Directions – Print all of the data exactly as written.

Given records –

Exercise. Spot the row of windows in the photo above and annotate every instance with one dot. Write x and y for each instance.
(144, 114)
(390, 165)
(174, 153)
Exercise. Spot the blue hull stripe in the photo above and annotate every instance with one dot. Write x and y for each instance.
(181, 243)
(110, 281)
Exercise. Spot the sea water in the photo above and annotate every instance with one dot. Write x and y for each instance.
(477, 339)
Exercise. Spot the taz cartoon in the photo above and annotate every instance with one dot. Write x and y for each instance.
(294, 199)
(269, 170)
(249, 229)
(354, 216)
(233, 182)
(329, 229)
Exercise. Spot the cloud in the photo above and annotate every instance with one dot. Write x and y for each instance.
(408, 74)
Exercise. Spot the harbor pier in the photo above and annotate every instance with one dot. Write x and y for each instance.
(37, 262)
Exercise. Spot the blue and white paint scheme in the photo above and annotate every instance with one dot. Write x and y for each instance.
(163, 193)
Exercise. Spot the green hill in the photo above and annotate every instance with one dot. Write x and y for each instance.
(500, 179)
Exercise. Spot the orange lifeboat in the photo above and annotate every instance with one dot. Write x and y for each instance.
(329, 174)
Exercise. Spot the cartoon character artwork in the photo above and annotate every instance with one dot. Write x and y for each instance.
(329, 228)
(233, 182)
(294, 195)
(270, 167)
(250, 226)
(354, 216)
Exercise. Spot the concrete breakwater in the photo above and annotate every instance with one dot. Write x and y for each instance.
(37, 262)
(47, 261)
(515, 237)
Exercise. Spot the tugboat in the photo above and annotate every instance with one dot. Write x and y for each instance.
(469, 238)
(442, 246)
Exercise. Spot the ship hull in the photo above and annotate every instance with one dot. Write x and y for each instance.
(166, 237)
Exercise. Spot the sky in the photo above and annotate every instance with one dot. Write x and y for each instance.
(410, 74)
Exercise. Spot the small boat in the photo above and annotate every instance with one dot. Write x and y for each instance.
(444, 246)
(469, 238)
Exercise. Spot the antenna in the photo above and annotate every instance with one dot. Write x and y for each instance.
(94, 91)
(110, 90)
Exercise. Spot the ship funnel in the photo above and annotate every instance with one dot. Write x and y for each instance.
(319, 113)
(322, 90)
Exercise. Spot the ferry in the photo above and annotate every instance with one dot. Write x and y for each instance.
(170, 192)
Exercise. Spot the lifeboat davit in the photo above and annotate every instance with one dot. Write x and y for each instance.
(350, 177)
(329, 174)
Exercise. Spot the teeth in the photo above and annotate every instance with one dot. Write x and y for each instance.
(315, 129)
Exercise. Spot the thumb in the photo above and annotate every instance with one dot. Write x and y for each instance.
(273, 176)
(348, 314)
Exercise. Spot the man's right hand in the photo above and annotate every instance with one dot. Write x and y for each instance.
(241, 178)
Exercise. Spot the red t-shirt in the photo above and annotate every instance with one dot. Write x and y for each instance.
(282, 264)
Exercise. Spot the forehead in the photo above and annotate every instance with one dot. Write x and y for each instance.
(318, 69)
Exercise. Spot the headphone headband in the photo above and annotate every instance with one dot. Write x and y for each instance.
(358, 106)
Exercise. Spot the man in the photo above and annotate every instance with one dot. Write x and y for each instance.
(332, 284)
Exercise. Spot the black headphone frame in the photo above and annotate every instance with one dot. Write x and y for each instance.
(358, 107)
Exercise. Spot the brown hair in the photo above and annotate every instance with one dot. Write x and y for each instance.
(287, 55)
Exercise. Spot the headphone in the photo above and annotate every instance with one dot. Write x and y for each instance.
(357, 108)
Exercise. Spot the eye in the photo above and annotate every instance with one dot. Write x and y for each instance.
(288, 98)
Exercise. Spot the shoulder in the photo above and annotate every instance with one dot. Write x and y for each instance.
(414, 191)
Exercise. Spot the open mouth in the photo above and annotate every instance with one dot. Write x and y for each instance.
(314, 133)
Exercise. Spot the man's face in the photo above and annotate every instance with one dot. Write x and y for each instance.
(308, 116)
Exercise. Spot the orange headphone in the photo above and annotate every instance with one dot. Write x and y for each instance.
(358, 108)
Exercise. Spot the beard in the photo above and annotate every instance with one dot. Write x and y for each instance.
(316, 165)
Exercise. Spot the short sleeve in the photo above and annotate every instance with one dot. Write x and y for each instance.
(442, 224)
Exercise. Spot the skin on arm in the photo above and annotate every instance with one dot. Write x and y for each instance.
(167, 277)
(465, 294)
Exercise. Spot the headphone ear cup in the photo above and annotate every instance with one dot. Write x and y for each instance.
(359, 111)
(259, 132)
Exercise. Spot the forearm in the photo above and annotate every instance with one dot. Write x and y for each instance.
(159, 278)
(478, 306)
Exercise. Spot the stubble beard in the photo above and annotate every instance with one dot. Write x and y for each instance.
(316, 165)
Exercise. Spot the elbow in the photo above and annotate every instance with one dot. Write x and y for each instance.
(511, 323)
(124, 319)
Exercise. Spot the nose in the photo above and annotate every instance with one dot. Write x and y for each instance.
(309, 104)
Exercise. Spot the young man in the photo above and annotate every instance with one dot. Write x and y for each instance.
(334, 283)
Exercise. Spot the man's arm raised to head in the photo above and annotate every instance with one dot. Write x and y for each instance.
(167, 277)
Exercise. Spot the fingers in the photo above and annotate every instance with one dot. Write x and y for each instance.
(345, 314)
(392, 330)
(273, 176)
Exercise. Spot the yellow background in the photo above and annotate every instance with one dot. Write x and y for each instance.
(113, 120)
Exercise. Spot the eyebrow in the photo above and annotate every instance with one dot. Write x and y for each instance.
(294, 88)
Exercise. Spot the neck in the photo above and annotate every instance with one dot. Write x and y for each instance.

Result of this exercise –
Exercise. Spot the row of windows in the photo above and annotate every instance with one dot. Write x and y for each instance.
(144, 114)
(390, 165)
(174, 153)
Exercise. Spot the blue hull stripe in the photo above and annotate every instance with one dot. Write x and y for each instance.
(181, 243)
(110, 281)
Exercise. Spot the sea water in the photo above and annotate every instance with one dot. Write x and y for each instance.
(477, 339)
Exercise. Spot the taz cartoon in the photo above and annotate every instance with one dot. Write x and y for each instance.
(294, 199)
(269, 170)
(249, 229)
(354, 216)
(233, 182)
(329, 229)
Exercise. Spot the cloud in the photo above and annotate every instance with one dot. Write x and y for each instance.
(408, 74)
Exercise. Spot the harbor pier in the photo above and annotate every instance with one dot. Write x and y for each instance.
(37, 262)
Exercise. Spot the blue and white paint scheme in the photo above and annotate every instance with one dot. Write x and y for each instance.
(163, 193)
Exercise. Spot the green hill in the photo above and annotate every instance with one dot. Write x and y for each instance.
(500, 179)
Exercise. Spot the orange lifeboat in the photo above and annotate every instance with one dot. Write x and y for each instance.
(329, 174)
Exercise. Spot the cartoon character artwork in the photo above and annotate every instance with one dot. Write x and y for each instance.
(329, 228)
(233, 182)
(294, 195)
(270, 167)
(250, 226)
(354, 216)
Exercise. Spot the concrete breakwater in the photo above and annotate every instance with one dot. Write x and y for each instance.
(37, 262)
(47, 261)
(515, 237)
Exercise. Spot the tugboat in the photo above and annotate every instance with one dot. Write x and y for each instance.
(469, 238)
(442, 246)
Exercise. Spot the ship hull in the photo above and annotate every instance with one dot. Write x and y for each instance.
(166, 237)
Exercise. Spot the sky in the photo above and annotate every instance with one dot. Write x and y for each instance.
(410, 74)
Exercise. Spot the small boat in the photo above and annotate every instance with one dot. Write x and y for each instance.
(444, 246)
(469, 238)
Exercise. Spot the antenna in the photo above and annotate every instance with one dot. Write x and y for each instance.
(94, 91)
(110, 90)
Exercise. Spot the ship funnel in the photo above and annotate every instance with one dot. Write x and y for each instance.
(319, 113)
(322, 90)
Exercise. Spot the ferry in the photo above and annotate every instance with one dot. Write x and y for each instance.
(170, 192)
Exercise. Spot the lifeboat davit in the photo above and annotate every instance with one dot. Write x and y for each instance.
(350, 177)
(329, 174)
Exercise. Spot the teeth in the photo above and annotate every instance with one dot. Write x and y for each instance.
(315, 129)
Exercise. Spot the thumb in the photo above and annotate every instance with one dot. Write x and y for each instance.
(273, 176)
(348, 314)
Exercise. Spot the man's right hand in the photo above and annotate every instance with one dot. Write x and y for each instance.
(241, 178)
Exercise. Spot the red t-shirt in the photo above and annotate every instance with one dot. Write x and y for each instance.
(282, 264)
Exercise. Spot the forehead in the photo above and annotate every instance with one dot. Write x and y for each instance.
(318, 69)
Exercise. Spot the headphone headband in the photo above and annotate every instance with one dot. Write x and y for each instance.
(358, 106)
Exercise. Spot the man in the photo above and annotate every instance with one dot. Write x and y for each instance.
(332, 284)
Exercise. Spot the black headphone frame in the photo above and annotate every instance with one dot. Write x and y for each instance.
(358, 107)
Exercise. Spot the brown hair in the photo above and annotate every instance with one dot. Write x and y for each instance.
(287, 55)
Exercise. Spot the headphone in the photo above and annotate every instance with one dot. Write x and y for each instance.
(357, 108)
Exercise. Spot the eye in the photo above and annotate every instance with one dot. Write x and y for each instance.
(288, 98)
Exercise. Spot the shoulder in the photo above and annotate every instance with one dot. Write x and y for each instance.
(414, 191)
Exercise. Spot the open mouth in the photo above and annotate every instance with one dot. Write x and y for each instance.
(314, 133)
Exercise. Spot the man's face in the photo above and annotate every instance with one dot. Write x and y for each instance.
(308, 116)
Exercise. Spot the orange headphone in the photo above and annotate every instance with one dot. Write x and y for each instance.
(358, 108)
Exercise. Spot the beard in the photo above and annotate every instance with one dot. Write x and y for each instance.
(316, 165)
Exercise. Spot the short sleeve in the photo above and annotate every instance with one dot. Write x and y for each instance.
(442, 224)
Exercise. Spot the skin on arm in the photo above and annotate every instance with one dot. Write x and y for each instance.
(167, 277)
(465, 294)
Exercise. Spot the headphone ear cup in the photo above and annotate every instance with one dot. Write x and y for each instance.
(359, 111)
(259, 132)
Exercise. Spot the forearm in the photo above and annotate every instance with one dot. Write x and y for each instance.
(159, 278)
(478, 306)
Exercise. Spot the stubble beard in the photo above and annotate every instance with one dot. Write x and y for each instance.
(316, 165)
Exercise. Spot the elbow in the photo above and annotate every instance with one dot. Write x and y for each instance.
(511, 323)
(124, 319)
Exercise. Spot the nose in the photo above and annotate every instance with one dot. Write x and y for each instance.
(309, 104)
Exercise. Spot the young man in the photo above and annotate every instance with one dot. Write x and y for each instance.
(334, 283)
Exercise. Spot the man's arm raised to head in the photo above and annotate every instance with one dot. Write x and y for each instance.
(167, 277)
Exercise. Spot the fingers in the photo above and annotate every instance with one dot. Write x and y for each instance.
(345, 314)
(392, 330)
(273, 176)
Exercise. Spot the yellow background in the photo above and annotate every instance with one dot. Write x and y for each instance.
(113, 120)
Exercise. Spot the eyebrow in the photo above and annotate every instance with one dot. Write x and y for each instance.
(294, 88)
Exercise. Spot the neck in the photo above and annotate every instance with one dot. Write x and y for each instance.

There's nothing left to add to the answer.